Job item:
Please quote the following lines word for word.

Records for processing:

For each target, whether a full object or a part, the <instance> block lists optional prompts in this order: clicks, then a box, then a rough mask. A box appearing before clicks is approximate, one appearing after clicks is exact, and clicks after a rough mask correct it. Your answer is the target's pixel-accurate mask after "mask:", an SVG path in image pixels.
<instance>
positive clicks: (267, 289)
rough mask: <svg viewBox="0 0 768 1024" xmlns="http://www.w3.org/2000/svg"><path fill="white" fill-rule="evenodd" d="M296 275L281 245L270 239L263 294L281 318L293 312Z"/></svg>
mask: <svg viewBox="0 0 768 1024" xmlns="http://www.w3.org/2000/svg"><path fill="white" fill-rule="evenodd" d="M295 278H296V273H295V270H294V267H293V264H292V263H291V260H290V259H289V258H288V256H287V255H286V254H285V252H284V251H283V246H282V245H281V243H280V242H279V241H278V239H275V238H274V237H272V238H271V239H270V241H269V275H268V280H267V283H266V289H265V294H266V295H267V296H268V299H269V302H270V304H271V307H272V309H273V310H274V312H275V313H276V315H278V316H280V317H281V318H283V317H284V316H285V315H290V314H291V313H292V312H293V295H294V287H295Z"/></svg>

Solved exercise:
For each target, whether a full object or a part, the <instance> block lists optional prompts in this order: clicks, then a box, then a rough mask. A box appearing before clicks is approximate, one appearing after clicks is exact, and clicks after a rough mask correct it. Your answer is the target's pixel-accurate mask after "mask:", an SVG path in image pixels.
<instance>
positive clicks: (267, 289)
rough mask: <svg viewBox="0 0 768 1024" xmlns="http://www.w3.org/2000/svg"><path fill="white" fill-rule="evenodd" d="M296 275L281 245L270 239L263 294L281 318L293 312Z"/></svg>
mask: <svg viewBox="0 0 768 1024" xmlns="http://www.w3.org/2000/svg"><path fill="white" fill-rule="evenodd" d="M295 278H296V273H295V270H294V267H293V264H292V263H291V260H290V259H289V258H288V256H287V255H286V254H285V252H284V251H283V246H282V245H281V243H280V242H279V241H278V239H275V238H274V237H272V238H271V239H270V241H269V275H268V280H267V283H266V289H265V294H266V295H267V296H268V299H269V302H270V304H271V307H272V309H273V310H274V312H275V313H276V315H278V316H280V317H281V318H283V317H284V316H285V315H290V314H291V313H292V312H293V295H294V287H295Z"/></svg>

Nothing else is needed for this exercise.